Задания
1) Где, согласно тексту о Руже де Лиле, он родился?
2) Объясните по тексту о Руже де Лиле, почему он быстро стал популярен.
3) Продолжите текст о Руже де Лиле, начав сразу после его последнего предложения.

Показанный текст
В то время в страсбургском гарнизоне служил военный инженер по имени Руже де Лиль. Молодой человек родился в Лонле-Сонье, среди гор Юры, страны мечтаний и энергии, какими всегда бывают горные местности. Он любил войну – как солдат, революцию – как мыслитель; стихами и музыкой он пленял офицеров своего гарнизона. Благодаря двойному таланту, музыкальному и поэтическому, он быстро стал популярен, посещал дом барона Дитриха, благородного эльзасца и члена конституционной партии, друга Лафайета и страсбургского мэра. Жена барона Дитриха, ее молодые приятельницы разделяли общий энтузиазм в отношении патриотизма и революции, в особенности проявлявшийся на границах. Эти женщины любили молодого офицера, вдохновляли его сердце, поэзию и музыку. Они первыми подхватывали его мысли, стали поверенными первых шагов его гения.

Описываемые события происходили зимой 1792 года. В Страсбурге свирепствовал голод, дом Дитриха, богатый в начале революции, обеднел, но оставался всегда открытым для Руже де Лиля. Молодой человек дневал и ночевал там, как сын или брат семейства.

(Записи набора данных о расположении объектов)

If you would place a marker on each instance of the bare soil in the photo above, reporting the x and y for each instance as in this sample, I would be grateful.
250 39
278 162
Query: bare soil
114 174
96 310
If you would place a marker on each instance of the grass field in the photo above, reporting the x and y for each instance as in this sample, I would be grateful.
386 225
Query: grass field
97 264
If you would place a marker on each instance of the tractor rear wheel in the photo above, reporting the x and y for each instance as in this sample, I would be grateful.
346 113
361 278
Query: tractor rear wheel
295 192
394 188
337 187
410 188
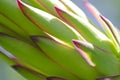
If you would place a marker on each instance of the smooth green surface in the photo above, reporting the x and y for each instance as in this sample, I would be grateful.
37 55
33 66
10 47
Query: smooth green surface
7 73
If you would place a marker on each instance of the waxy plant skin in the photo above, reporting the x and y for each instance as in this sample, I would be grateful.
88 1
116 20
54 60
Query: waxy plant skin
55 40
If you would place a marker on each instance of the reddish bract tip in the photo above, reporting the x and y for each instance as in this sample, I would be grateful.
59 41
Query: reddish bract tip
58 10
19 3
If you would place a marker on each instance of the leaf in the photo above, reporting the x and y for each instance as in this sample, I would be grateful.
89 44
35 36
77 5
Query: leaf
15 20
73 8
108 27
31 57
49 23
28 73
66 57
104 62
87 30
7 73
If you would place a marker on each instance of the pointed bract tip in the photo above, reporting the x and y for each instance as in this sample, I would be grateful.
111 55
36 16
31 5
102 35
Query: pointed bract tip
19 3
58 10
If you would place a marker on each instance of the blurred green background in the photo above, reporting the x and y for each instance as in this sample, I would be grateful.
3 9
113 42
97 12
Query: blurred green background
108 8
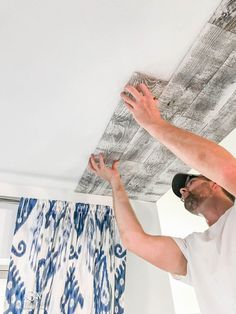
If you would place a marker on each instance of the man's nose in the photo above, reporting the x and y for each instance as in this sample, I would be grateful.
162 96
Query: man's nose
184 190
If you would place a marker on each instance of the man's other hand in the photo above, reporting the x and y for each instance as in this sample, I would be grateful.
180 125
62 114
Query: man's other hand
142 104
97 166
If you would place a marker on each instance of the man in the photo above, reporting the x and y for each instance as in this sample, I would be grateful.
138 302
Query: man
205 260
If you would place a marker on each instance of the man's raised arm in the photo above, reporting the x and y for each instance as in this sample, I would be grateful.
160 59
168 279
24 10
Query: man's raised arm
161 251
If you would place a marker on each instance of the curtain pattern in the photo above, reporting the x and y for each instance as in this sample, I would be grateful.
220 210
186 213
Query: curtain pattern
65 258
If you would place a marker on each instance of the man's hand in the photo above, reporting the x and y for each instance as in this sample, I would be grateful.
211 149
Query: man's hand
97 166
142 105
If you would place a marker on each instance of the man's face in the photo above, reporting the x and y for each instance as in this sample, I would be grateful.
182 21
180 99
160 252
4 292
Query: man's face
195 193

Ожидаемые ответы
1) В Лонле-Сонье, среди гор Юры.

2) Руже де Лиль быстро стал популярен благодаря двойному таланту, музыкальному и поэтическому: стихами и музыкой он пленял офицеров своего гарнизона.

3)
Однажды, когда на столе был только солдатский хлеб и несколько ломтей копченой ветчины, Дитрих, с печалью взглянув на де Лиля, сказал: «Изобилие покидает наш стол, но что из того, если нет недостатка в радости для праздников и в мужестве для сердца наших солдат? В моем погребе осталась последняя бутылка рейнвейна. Пусть ее принесут, и мы разопьем ее за свободу и за отечество! В Страсбурге вскоре пройдет патриотическая церемония; нужно, чтобы в этих последних каплях Лиль почерпнул один из тех гимнов, которые вносят в сердце людей истинный восторг». Все захлопали, немедленно принесли вино и наполняли стаканы Дитриха и молодого офицера до тех пор, пока не осушили бутылку. Стояла уже поздняя ночь. Де Лиль принадлежал к числу мечтателей; его сердце было взволновано, голова разгорячена. Он вошел, покачиваясь, в свою комнату и стал неспешно искать вдохновения: слагал то мелодию, то слова, и складывал их в своих мыслях таким образом, что сам не мог отделить поэзию от музыки и чувство от выражения.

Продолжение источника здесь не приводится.